Copy each line of the data beneath in which the word "mask" appears.
(Provided data begins)
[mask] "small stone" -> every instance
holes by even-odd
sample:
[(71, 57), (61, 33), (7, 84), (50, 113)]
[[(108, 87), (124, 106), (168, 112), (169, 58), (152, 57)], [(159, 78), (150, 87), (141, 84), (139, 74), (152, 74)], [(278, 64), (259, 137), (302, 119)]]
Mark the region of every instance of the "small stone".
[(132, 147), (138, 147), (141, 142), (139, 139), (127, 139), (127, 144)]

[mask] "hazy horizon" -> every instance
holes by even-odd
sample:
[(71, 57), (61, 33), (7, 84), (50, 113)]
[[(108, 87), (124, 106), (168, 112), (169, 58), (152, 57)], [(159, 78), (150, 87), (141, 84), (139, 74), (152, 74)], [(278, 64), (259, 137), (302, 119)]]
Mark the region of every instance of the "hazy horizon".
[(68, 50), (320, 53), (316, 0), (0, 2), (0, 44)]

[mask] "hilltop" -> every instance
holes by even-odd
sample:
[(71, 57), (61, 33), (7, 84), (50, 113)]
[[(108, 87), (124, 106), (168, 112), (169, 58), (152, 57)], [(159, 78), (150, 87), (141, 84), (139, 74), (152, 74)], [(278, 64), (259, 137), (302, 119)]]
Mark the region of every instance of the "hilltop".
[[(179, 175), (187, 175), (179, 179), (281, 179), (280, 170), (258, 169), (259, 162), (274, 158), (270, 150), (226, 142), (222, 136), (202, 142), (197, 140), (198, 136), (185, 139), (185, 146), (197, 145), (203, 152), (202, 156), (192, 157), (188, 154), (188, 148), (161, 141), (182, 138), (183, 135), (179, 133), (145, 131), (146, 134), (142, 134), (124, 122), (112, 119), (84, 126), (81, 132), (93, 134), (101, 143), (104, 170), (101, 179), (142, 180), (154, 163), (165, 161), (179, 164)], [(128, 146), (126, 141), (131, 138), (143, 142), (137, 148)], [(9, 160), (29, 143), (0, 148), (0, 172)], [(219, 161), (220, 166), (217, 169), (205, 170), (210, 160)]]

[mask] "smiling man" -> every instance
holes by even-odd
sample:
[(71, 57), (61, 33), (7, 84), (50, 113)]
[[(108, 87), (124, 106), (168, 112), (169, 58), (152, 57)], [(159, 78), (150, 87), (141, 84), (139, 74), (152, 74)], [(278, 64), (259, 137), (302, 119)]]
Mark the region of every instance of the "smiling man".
(Provided data ends)
▸ **Expected answer**:
[mask] "small stone" -> every instance
[mask] "hazy horizon" -> every instance
[mask] "hilltop" -> every instance
[mask] "smiling man" -> every instance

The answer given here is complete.